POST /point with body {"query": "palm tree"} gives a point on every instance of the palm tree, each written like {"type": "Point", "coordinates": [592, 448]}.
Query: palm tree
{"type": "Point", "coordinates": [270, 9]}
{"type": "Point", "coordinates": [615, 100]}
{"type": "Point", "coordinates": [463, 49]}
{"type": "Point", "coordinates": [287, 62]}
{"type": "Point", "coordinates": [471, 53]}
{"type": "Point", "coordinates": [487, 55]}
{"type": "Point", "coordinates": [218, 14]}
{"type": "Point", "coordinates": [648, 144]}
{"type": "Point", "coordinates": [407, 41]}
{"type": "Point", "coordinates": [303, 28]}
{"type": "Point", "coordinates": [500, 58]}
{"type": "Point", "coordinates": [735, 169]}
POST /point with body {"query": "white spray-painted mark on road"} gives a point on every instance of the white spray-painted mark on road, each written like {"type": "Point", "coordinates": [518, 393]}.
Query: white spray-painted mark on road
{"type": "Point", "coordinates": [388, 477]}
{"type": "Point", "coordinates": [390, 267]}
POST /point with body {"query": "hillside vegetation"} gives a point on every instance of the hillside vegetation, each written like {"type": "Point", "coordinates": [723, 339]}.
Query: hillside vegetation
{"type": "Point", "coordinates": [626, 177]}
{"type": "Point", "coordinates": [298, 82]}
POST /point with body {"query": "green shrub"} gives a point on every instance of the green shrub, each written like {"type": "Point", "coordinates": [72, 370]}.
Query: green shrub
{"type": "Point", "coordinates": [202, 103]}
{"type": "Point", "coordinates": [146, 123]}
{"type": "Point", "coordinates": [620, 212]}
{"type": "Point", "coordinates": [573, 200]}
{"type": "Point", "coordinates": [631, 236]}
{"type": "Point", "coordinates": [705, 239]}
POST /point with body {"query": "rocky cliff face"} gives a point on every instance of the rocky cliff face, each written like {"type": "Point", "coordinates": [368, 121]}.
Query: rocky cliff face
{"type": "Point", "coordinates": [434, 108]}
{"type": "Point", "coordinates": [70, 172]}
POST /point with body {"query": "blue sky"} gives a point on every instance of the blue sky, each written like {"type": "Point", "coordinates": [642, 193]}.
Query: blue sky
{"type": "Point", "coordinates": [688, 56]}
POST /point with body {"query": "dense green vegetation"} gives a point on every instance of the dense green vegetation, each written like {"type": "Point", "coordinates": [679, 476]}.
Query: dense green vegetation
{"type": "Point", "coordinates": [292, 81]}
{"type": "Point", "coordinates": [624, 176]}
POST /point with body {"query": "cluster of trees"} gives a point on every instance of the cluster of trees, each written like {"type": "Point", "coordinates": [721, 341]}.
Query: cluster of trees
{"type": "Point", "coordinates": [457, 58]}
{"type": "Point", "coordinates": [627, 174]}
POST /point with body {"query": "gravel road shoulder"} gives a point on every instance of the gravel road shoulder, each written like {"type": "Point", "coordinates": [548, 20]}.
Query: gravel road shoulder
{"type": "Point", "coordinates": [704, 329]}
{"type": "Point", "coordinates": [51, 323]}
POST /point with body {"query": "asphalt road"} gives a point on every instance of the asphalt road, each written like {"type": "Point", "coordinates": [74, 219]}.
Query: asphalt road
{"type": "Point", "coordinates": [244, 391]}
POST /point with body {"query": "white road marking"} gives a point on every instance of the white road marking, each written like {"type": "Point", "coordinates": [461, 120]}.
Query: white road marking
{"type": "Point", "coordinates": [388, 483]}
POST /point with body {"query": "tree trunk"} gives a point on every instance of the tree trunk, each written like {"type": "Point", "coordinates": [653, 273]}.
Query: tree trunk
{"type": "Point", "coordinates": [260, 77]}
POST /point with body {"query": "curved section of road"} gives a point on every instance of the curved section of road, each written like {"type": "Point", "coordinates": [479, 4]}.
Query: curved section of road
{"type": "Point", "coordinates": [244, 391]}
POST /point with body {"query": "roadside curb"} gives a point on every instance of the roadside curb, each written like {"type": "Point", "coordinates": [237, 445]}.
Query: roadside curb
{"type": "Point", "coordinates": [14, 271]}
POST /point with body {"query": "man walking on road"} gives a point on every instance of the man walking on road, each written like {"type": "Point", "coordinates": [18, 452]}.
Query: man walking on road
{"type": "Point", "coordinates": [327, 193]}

OBJECTIVE
Could you edit the entries above so that every "palm tree" becomes "coconut palm" and reproduce them in full, with everything else left the same?

FINAL ANSWER
POST /point with body {"query": "coconut palm"} gives a point on every instance of the coconut palm, each written like {"type": "Point", "coordinates": [592, 448]}.
Query: coconut palm
{"type": "Point", "coordinates": [270, 9]}
{"type": "Point", "coordinates": [615, 100]}
{"type": "Point", "coordinates": [463, 49]}
{"type": "Point", "coordinates": [287, 62]}
{"type": "Point", "coordinates": [471, 53]}
{"type": "Point", "coordinates": [487, 55]}
{"type": "Point", "coordinates": [218, 14]}
{"type": "Point", "coordinates": [648, 144]}
{"type": "Point", "coordinates": [407, 41]}
{"type": "Point", "coordinates": [303, 28]}
{"type": "Point", "coordinates": [500, 58]}
{"type": "Point", "coordinates": [735, 169]}
POST /point with body {"query": "white spray-painted mark on road"} gives a point on every instance of the white spray-painted mark on road, each written like {"type": "Point", "coordinates": [518, 393]}.
Query: white spray-painted mark on road
{"type": "Point", "coordinates": [388, 477]}
{"type": "Point", "coordinates": [390, 267]}
POST /point with body {"query": "hillside vegetation"} gives a point on every instance of the hillside vegetation, each written like {"type": "Point", "coordinates": [723, 339]}.
Query: hillside vegetation
{"type": "Point", "coordinates": [626, 177]}
{"type": "Point", "coordinates": [298, 82]}
POST /point with body {"query": "green shrub"} gives a point on every instance of the green shrub, each written like {"type": "Point", "coordinates": [72, 370]}.
Query: green shrub
{"type": "Point", "coordinates": [202, 103]}
{"type": "Point", "coordinates": [146, 123]}
{"type": "Point", "coordinates": [620, 212]}
{"type": "Point", "coordinates": [573, 200]}
{"type": "Point", "coordinates": [631, 236]}
{"type": "Point", "coordinates": [705, 239]}
POST /point with body {"query": "rocky cliff face"} gives a point on every instance of the rocky cliff face, each written like {"type": "Point", "coordinates": [368, 121]}.
Query: rocky cliff face
{"type": "Point", "coordinates": [434, 108]}
{"type": "Point", "coordinates": [70, 172]}
POST /point with body {"query": "blue sky"} gives a point on every instance of the blue sky, each written like {"type": "Point", "coordinates": [642, 193]}.
Query: blue sky
{"type": "Point", "coordinates": [688, 56]}
POST /point with body {"query": "dense green vegetation"} gives a point on every instance of the dense green vegetation, each written like {"type": "Point", "coordinates": [679, 476]}.
Query: dense green vegetation
{"type": "Point", "coordinates": [292, 81]}
{"type": "Point", "coordinates": [624, 176]}
POST /point with body {"query": "cluster of trees"} gives a point on every instance of the cluster of trees, each written like {"type": "Point", "coordinates": [721, 341]}.
Query: cluster of trees
{"type": "Point", "coordinates": [457, 58]}
{"type": "Point", "coordinates": [627, 174]}
POST /point with body {"query": "gravel road shoulder"} gives a point on every instance of the gravel road shoulder, each written like {"type": "Point", "coordinates": [548, 20]}.
Query: gravel road shoulder
{"type": "Point", "coordinates": [704, 329]}
{"type": "Point", "coordinates": [51, 323]}
POST /point with body {"query": "asphalt road"} gives a point on every instance of the asphalt road, each written like {"type": "Point", "coordinates": [74, 219]}.
Query: asphalt road
{"type": "Point", "coordinates": [244, 391]}
POST /point with body {"query": "white road marking"} gives a point on every instance of the white road marking, each written like {"type": "Point", "coordinates": [461, 120]}.
Query: white road marking
{"type": "Point", "coordinates": [388, 483]}
POST /point with body {"query": "tree trunk"} gives a point on every instance of the tree trunk, each written like {"type": "Point", "coordinates": [653, 273]}.
Query: tree trunk
{"type": "Point", "coordinates": [260, 77]}
POST /point with body {"query": "curved section of road"} gives a point on every instance of the curved section of road, each written like {"type": "Point", "coordinates": [479, 4]}.
Query: curved section of road
{"type": "Point", "coordinates": [244, 391]}
POST /point with body {"query": "roadside curb"} gives a point on every instance of the roadside curb, each written like {"type": "Point", "coordinates": [237, 445]}.
Query: roadside curb
{"type": "Point", "coordinates": [14, 271]}
POST /point with body {"query": "man walking on road"} gives a point on every instance of the man walking on road, each written like {"type": "Point", "coordinates": [18, 452]}.
Query: man walking on road
{"type": "Point", "coordinates": [327, 193]}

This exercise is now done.